● **READING TEXT**:
BRIEF DESCRIPTION OF DRAWINGS
[0014] FIG. 1 is a front sectional view of an HIP device according
to an embodiment of the present invention.
DESCRIPTION OF EMBODIMENTS
[0015] Hereinafter, an embodiment of the present invention will be
explained in detail with reference to the drawing.
[0016] FIG. 1 shows a hot isostatic pressing device 1 (also
referred to as an HIP device 1) of the embodiment. This HIP device
1 includes a high-pressure container 2, an inner casing 3, and an
outer casing 4. An inner flow path 22 which is a pathway allowing
pressure medium gas to flow upward and downward is provided between
the inner casing 3 and the outer casing 4. A first valve 17
configured to open and close a passage is provided in the pathway.

● **JOB 1**: Reproduce the passage on the hot isostatic pressing device, beginning at the words "DESCRIPTION OF EMBODIMENTS" and stopping after "in the pathway.".
● **JOB 2**: Carry the passage on the hot isostatic pressing device forward from its final sentence.
The listing after this passage has no role in the work.

● **DATASET CONTENT**:
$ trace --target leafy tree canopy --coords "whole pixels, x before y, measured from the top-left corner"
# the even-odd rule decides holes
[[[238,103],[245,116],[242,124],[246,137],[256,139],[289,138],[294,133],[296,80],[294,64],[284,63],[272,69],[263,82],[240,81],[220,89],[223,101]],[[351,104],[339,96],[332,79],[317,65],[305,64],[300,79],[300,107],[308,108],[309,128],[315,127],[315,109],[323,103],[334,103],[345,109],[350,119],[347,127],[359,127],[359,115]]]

● **TASK RESULT 1**:
DESCRIPTION OF EMBODIMENTS
[0015] Hereinafter, an embodiment of the present invention will be
explained in detail with reference to the drawing.
[0016] FIG. 1 shows a hot isostatic pressing device 1 (also
referred to as an HIP device 1) of the embodiment. This HIP device
1 includes a high-pressure container 2, an inner casing 3, and an
outer casing 4. An inner flow path 22 which is a pathway allowing
pressure medium gas to flow upward and downward is provided between
the inner casing 3 and the outer casing 4. A first valve 17
configured to open and close a passage is provided in the pathway.

● **TASK RESULT 2**:
The HIP device 1 includes a processing chamber for performing HIP
processing of a workpiece W by using the pressure medium gas. In a
cooling step of cooling this processing chamber, the pathway is
closed. The pressure medium gas forms a first circulation flow 41
in which the pressure medium gas flows upward between the inner
casing 3 and the outer casing 4; is then cooled by heat exchange
with an inner circumferential surface of the high-pressure
container 2 while being guided by an outer flow path 12, which is a
gap between the inner circumferential surface of the high-pressure
container 2 and an outer circumferential surface of the outer
casing 4, to flow downward through this gap; and is thereafter
guided from a lower portion of an outer casing bottom body 14
through a second distribution path 24, which is a gas flow path,
back to the inner flow path 22. Further, a portion of the pressure
medium gas has diverged from the first circulation flow 41 and the
diverged pressure medium gas is guided into the processing chamber
to be thermally exchanged with the workpiece W. Thereafter, the
pressure medium gas passes through a cooling promotion flow path 44
which is a gas route, to be thermally exchanged with a heat
accumulator 43 positioned below the processing chamber. Afterward,
the pressure medium gas joins the first circulation flow 41. The
details will be described below.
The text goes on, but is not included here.